### Written instruction
Format the records below as a two-column CSV with the columns "request" and "answer," one row per record. Put each record's text and its answer in their own quoted field, with line breaks replaced by spaces.

Region labeling records:
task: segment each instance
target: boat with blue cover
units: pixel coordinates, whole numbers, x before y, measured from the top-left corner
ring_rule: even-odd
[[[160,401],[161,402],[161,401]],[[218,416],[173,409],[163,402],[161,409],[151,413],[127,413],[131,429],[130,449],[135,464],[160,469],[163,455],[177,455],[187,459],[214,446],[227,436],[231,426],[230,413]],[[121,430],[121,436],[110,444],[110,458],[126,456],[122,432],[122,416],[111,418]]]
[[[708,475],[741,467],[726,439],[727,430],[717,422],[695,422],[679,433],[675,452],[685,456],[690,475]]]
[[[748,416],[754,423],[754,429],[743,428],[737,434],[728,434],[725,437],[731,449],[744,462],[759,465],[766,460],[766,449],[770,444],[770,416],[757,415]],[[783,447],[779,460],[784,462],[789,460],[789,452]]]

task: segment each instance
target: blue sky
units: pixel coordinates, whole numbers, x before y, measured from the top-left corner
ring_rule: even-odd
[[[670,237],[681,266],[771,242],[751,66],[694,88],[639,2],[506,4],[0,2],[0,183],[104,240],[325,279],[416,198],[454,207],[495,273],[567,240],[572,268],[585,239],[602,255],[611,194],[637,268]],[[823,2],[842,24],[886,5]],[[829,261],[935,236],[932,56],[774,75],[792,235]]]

### Expected output
request,answer
"task: segment each instance target: boat with blue cover units: pixel coordinates, whole numbers, x before y, measured from the top-left corner ring_rule: even-odd","[[[160,401],[161,402],[161,401]],[[218,416],[173,409],[163,402],[161,409],[151,413],[127,413],[131,429],[130,449],[135,464],[160,469],[163,455],[177,455],[187,459],[214,446],[227,436],[231,426],[230,413]],[[121,430],[121,436],[110,444],[110,458],[126,456],[122,432],[122,416],[111,418]]] [[[708,475],[741,467],[726,439],[727,430],[717,422],[695,422],[679,433],[675,452],[685,456],[690,475]]] [[[748,416],[754,423],[754,429],[743,428],[737,434],[728,434],[725,437],[731,449],[744,462],[759,465],[766,460],[766,449],[770,444],[770,416],[757,415]],[[783,447],[779,460],[784,462],[789,460],[789,452]]]"
"task: segment each instance target: blue sky units: pixel coordinates, whole numbers, x before y, measured from the top-left corner ring_rule: even-odd","[[[670,237],[681,266],[771,242],[751,66],[694,88],[639,2],[506,4],[0,2],[0,183],[104,240],[325,279],[416,198],[454,207],[495,273],[567,240],[572,268],[585,239],[602,255],[611,194],[637,268]],[[823,2],[842,24],[886,5]],[[829,261],[935,236],[932,56],[774,75],[792,235]]]"